[START OF Source passage]

My wife Tammy and I often enjoy these balmy spring evenings (note: apologies to those in the northeast who have yet to see any balmy evenings) by visiting a nearby frozen yoghurt shop after dinner. I was wearing my fleece jacket with the Yosemite patch of Half-dome on it. As we totaled up, the Asian owner asked me if I’d been to Yosemite. In the ensuing conversation, he revealed that he and his wife had climbed half-dome several times, as well as Mt. Whitney once. When we learned that the part of Asia he was from was South Korea, Tammy told him of our enjoyable several days in the famous Sorak-san mountains of that country, which surprised him greatly.
The Sorak-san mountains, extolled in Korean poetry for nearly as long as China’s Huang Shan mountains (whose praises were sung by Li Po in the T’ang dynasty, over a thousand years ago), run along the east coast of Korea in its mid-line, plunging precipitously down to picturesque fishing villages where we greeted the boats returning at dawn laden with very lively squid, anchovies, octopus, and sea urchins. (Tammy purchased several octopods, expressly in order to walk further down the dock and liberate them back into the sea.) The granitic mountains themselves are laced with tumultuous, boulder-strewn streams below its Buddhist temples perched high up dizzying cliffs. Tammy and I negotiated the jumps to one large, flat stone in the midst of one stream, where we stretched out in the sun and re-lived the Chinese T’ang dynasty poet Wang Wei’s favorite pasttime on his own Green Stream: “Oh, to sit on a broad flat rock / And cast a fishing-line forever!”
Several days later two Mexican-American fellows adding insulation to my attic noticed some Grand Canyon photos among those adorning our hallway walls, and enquired whether I’d ever been to northern Mexico’s famous Copper Canyon. I explained I’d heard of it, and yearned to go for many years. Enthusiastically they sung its praises, and detailed several different routes to get there. From there the talk progressed to Yosemite, once again, which one of the fellows had spent much time in, car-camping and taking day-hikes. His eyes gleamed as he spoke.
I showed him backpacking photos on my study wall of our father/son hikes, and he noticed the photos I have of John Muir, recognizing Muir as an old man, though he’d never seen the adjacent photos of St. John as a young and then middle-aged man. The triptych of Muir photos has a leaf inserted into it from the giant bay tree facing the entrance to Muir’s home in Martinez, California (now an historical site).

[END OF Source passage]
[START OF Dataset rows]

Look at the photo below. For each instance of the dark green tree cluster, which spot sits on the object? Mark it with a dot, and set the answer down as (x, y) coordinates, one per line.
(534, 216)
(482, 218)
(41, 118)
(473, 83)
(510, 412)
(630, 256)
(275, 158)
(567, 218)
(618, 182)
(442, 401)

[END OF Dataset rows]

**Short problem A:** Retype the Yosemite essay between "I showed him" and "an historical site).", inclusive.
**Short problem B:** In the Yosemite essay, which mountain had the frozen yoghurt shop owner and his wife climbed once?
**Short problem C:** Carry on writing the Yosemite essay, starting right after its final sentence.
The listing has nothing to do with the Yosemite essay.

**Exercise result A:**
I showed him backpacking photos on my study wall of our father/son hikes, and he noticed the photos I have of John Muir, recognizing Muir as an old man, though he’d never seen the adjacent photos of St. John as a young and then middle-aged man. The triptych of Muir photos has a leaf inserted into it from the giant bay tree facing the entrance to Muir’s home in Martinez, California (now an historical site).

**Exercise result B:** Mt. Whitney

**Exercise result C:**
Just below the three Muir photos is another triptych, this one three photos of Charles Darwin as a young, middle-aged, and old man. Attached to this group is a cone of the Dawn Redwood I gathered while visiting the gardens of Darwin’s Cambridge rooms at Christ College. You could say Muir and Darwin are the foremost of “my men,” analogous to Ralph Waldo Emerson’s famous list of “my men,” which included Muir, Henry David Thoreau, Thomas Carlyle, Louis Agassiz, Oliver Wendell Holmes, and fourteen others.
“My men” are headed by Muir and Darwin, but would also include Thomas Jefferson, the Chinese scientist Ye Duzhuang (whom I met in 1984 in Beijing), Gary Snyder, Wendell Berry, and the poets Li Po (T’ang dynasty China) and Robinson Jeffers (early 20th century California). Maybe in some future entry I’ll talk about these gentlemen. For now, though, I’ll just note that my men, like the Korean couple and the Mexican-American fellows, range over several continents, and illustrate that being open to the beauty and lessons of the natural world is a human trait, shared fully by men and women of many ages and many nations. More power to them!
My wife Tammy and I often enjoy these balmy spring evenings (note: apologies to those in the northeast who have yet to see any balmy evenings) by visiting a nearby frozen yoghurt shop after dinner. I was wearing my fleece jacket with the Yosemite patch of Half-dome on it. As we totaled up, the Asian owner asked me if I’d been to Yosemite. In the ensuing conversation, he revealed that he and his wife had climbed half-dome several times, as well as Mt. Whitney once. When we learned that the part of Asia he was from was South Korea, Tammy told him of our enjoyable several days in the famous Sorak-san mountains of that country, which surprised him greatly.
The Sorak-san mountains, extolled in Korean poetry for nearly as long as China’s Huang Shan mountains (whose praises were sung by Li Po in the T’ang dynasty, over a thousand years ago), run along the east coast of Korea in its mid-line, plunging precipitously down to picturesque fishing villages where we greeted the boats returning at dawn laden with very lively squid, anchovies, octopus, and sea urchins. (Tammy purchased several octopods, expressly in order to walk further down the dock and liberate them back into the sea.) The granitic mountains themselves are laced with tumultuous, boulder-strewn streams below its Buddhist temples perched high up dizzying cliffs. Tammy and I negotiated the jumps to one large, flat stone in the midst of one stream, where we stretched out in the sun and re-lived the Chinese T’ang dynasty poet Wang Wei’s favorite pasttime on his own Green Stream: “Oh, to sit on a broad flat rock / And cast a fishing-line forever!”
Several days later two Mexican-American fellows adding insulation to my attic noticed some Grand Canyon photos among those adorning our hallway walls, and enquired whether I’d ever been to northern Mexico’s famous Copper Canyon. I explained I’d heard of it, and yearned to go for many years. Enthusiastically they sung its praises, and detailed several different routes to get there. From there the talk progressed to Yosemite, once again, which one of the fellows had spent much time in, car-camping and taking day-hikes. His eyes gleamed as he spoke.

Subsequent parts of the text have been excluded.